- [Your assignment]: In the records that follow, count the lines where the string "clear" appears, and give the count with nothing added.
Provided material Start Marker
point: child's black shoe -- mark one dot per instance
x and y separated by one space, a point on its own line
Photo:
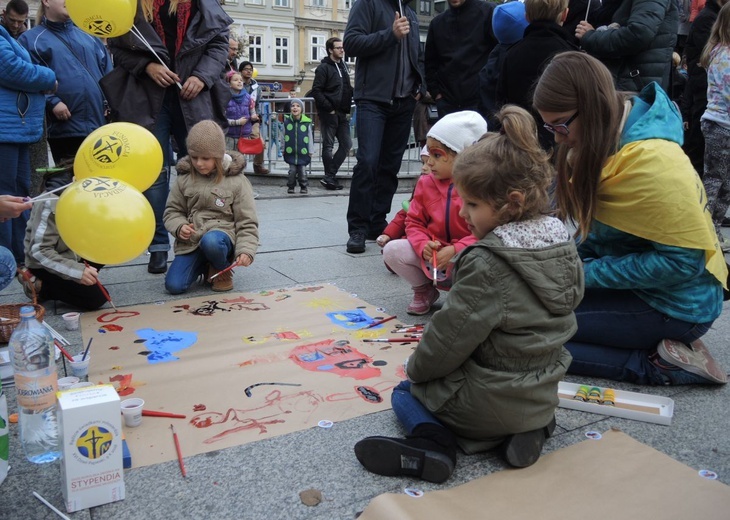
523 449
417 457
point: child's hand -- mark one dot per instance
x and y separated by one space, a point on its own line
244 260
382 240
186 231
431 246
444 256
90 276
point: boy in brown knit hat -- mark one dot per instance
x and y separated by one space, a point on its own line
210 211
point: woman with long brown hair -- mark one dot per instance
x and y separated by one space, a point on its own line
654 271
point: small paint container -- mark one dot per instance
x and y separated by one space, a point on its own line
71 320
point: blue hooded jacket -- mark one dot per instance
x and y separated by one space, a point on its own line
21 84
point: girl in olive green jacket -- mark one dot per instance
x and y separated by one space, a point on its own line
486 371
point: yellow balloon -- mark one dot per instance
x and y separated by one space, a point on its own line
105 220
124 151
103 18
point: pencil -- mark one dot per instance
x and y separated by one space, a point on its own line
223 271
48 504
380 322
155 413
179 452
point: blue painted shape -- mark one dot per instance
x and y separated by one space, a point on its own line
162 343
351 320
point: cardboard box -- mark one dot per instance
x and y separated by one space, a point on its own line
90 423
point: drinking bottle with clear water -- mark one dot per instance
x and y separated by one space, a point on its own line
32 349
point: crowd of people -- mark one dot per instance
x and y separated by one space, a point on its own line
551 115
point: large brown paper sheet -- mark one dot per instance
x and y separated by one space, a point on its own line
614 478
243 367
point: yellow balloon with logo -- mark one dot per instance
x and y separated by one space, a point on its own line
124 151
105 220
103 18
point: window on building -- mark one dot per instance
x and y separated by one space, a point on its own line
255 48
317 49
281 50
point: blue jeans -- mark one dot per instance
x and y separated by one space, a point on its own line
15 180
7 267
617 331
382 136
334 126
408 409
215 248
170 122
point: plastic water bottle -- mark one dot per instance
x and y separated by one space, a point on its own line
36 382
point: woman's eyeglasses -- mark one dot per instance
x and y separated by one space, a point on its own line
562 128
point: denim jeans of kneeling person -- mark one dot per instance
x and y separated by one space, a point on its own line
215 248
617 331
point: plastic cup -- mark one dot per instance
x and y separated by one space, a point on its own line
80 368
71 320
132 411
67 382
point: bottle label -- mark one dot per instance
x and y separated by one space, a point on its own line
37 391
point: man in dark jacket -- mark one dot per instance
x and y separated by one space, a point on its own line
639 50
543 38
457 47
332 94
694 102
383 36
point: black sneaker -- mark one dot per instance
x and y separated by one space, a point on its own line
416 457
356 244
330 184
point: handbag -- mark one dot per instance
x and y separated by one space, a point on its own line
250 145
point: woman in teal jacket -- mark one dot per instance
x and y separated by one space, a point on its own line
654 272
22 85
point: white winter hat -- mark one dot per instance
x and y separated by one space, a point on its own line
459 130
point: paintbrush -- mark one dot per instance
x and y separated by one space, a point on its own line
380 322
230 267
103 290
86 352
391 340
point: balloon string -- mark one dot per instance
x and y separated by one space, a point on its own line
45 193
138 34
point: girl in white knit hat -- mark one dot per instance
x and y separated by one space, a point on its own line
434 230
485 373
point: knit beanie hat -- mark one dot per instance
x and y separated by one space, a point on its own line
509 22
459 130
206 139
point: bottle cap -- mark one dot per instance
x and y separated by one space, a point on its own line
26 311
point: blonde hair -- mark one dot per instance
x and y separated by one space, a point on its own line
576 82
500 164
148 7
719 36
545 10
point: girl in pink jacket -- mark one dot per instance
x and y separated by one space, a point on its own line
435 232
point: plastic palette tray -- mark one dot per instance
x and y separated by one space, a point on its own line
628 405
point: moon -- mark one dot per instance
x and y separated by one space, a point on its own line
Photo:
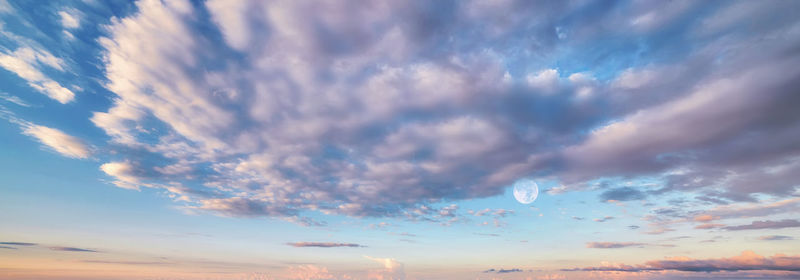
526 191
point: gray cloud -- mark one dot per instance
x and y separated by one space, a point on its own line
395 107
71 249
622 194
748 260
323 244
775 237
768 224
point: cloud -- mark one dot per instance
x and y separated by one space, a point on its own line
503 270
26 63
127 175
775 237
613 245
309 272
72 249
18 243
59 141
604 219
69 19
709 226
392 269
622 194
748 260
323 244
377 115
768 224
14 99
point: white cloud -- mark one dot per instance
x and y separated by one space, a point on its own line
59 141
14 99
392 269
125 174
25 62
383 108
545 80
70 19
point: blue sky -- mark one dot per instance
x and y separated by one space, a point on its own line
379 140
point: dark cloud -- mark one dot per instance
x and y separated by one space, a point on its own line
613 245
748 260
775 237
323 244
396 107
786 223
71 249
622 194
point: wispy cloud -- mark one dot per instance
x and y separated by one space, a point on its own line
748 260
501 270
775 237
613 245
604 219
59 141
323 244
72 249
14 99
18 243
26 63
768 224
435 133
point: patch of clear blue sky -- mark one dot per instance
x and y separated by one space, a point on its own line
63 197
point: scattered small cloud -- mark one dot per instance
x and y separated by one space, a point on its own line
775 237
622 194
604 219
59 141
14 99
323 244
613 245
70 19
72 249
748 260
786 223
501 270
709 226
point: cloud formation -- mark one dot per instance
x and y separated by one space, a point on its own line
501 270
276 108
27 62
59 141
71 249
748 260
613 245
775 237
323 244
768 224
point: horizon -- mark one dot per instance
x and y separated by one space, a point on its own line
504 139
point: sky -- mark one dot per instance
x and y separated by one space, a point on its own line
236 139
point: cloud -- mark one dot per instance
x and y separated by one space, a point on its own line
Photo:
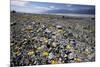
18 3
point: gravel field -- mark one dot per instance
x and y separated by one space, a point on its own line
38 39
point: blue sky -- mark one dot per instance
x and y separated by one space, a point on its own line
42 7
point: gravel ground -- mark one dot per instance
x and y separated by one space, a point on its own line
50 39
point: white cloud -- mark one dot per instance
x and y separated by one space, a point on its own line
69 5
18 3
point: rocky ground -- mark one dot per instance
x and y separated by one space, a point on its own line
51 39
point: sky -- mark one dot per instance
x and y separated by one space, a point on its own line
43 7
Provided material End Marker
- [Output for this task]: 2